• [DOCUMENT SOURCE]:
**********

Le généraliste. Comment est né ce premier congrès européen de pathologies environnementales qui s’ouvre ce vendredi ?
Dr Jean-Luc Martinez. « En réalité nous avions déjà organisé un congrès similaire, mais à l’échelle nationale, en 2005. Il était parti d’un constat de pathologies sanitaires qui nous avait été transmis, il y a neuf ans, par un élu généraliste de notre Union, déjà féru des questions de santé-environnement, le Dr Joël Spiroux. Nous nous y sommes intéressés et avions à l’époque créé la première commission régionale santé environnement. Puis au fur et à mesure des travaux, nous avons réussi à faire ce premier congrès de 2005. Et aujourd’hui ce congrès européen.
Quelles étaient à l’époque, les données qui vous avaient fait réagir?
Dr J.-L. M. Je vais vous citer trois exemples qu’ont mis en évidence l’interrogatoire médical des praticiens. La plus grande fréquence des cancers de la vessie chez les gens qui travaillent dans le milieu du ramonage et les chauffagistes, liée à la suie, tout simplement, auxgoudrons. Deuxièmement, la plus grande fréquence des cancers ORL chez les utilisateurs de bois, qui en inhalent la poussière, et troisièmement la plus grande fréquence des cancers thyroïdiens depuis l’affaire Tchernobyl. Ce sont des constatations de terrain, ce n’est pas du rêve.
Comment passe-t-on d’un congrès national à un congrès à l’échelle européenne ?

**********

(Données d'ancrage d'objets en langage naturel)
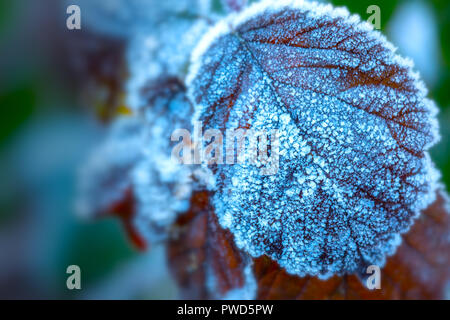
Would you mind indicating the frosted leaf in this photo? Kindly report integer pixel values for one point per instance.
(162, 186)
(137, 157)
(161, 51)
(234, 5)
(355, 126)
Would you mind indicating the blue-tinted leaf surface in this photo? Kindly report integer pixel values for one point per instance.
(355, 126)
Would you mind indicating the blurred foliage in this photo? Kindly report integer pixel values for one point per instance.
(99, 247)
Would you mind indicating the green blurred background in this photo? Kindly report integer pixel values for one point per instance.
(53, 94)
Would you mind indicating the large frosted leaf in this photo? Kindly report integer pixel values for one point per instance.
(355, 126)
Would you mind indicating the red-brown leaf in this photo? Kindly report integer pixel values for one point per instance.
(419, 269)
(199, 248)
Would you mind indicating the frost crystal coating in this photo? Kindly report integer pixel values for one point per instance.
(355, 126)
(137, 156)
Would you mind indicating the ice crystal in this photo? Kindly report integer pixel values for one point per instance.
(137, 156)
(355, 126)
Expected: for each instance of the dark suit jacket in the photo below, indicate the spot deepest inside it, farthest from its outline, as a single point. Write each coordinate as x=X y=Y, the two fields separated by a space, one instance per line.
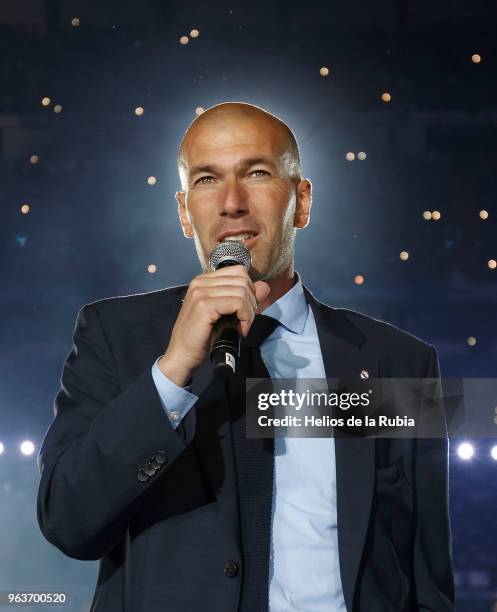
x=167 y=542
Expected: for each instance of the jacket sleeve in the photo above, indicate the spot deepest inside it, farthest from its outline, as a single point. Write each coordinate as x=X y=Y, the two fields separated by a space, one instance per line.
x=105 y=447
x=433 y=570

**********

• [CONSIGNE]: Rebaptisez "congrès" en "colloque" dans le passage de l'entretien qui commence par "Dr Jean-Luc Martinez." et se termine par "avaient fait réagir?", puis recopiez ce passage.

• [RÉPONSE]:
Dr Jean-Luc Martinez. « En réalité nous avions déjà organisé un colloque similaire, mais à l’échelle nationale, en 2005. Il était parti d’un constat de pathologies sanitaires qui nous avait été transmis, il y a neuf ans, par un élu généraliste de notre Union, déjà féru des questions de santé-environnement, le Dr Joël Spiroux. Nous nous y sommes intéressés et avions à l’époque créé la première commission régionale santé environnement. Puis au fur et à mesure des travaux, nous avons réussi à faire ce premier colloque de 2005. Et aujourd’hui ce colloque européen.
Quelles étaient à l’époque, les données qui vous avaient fait réagir?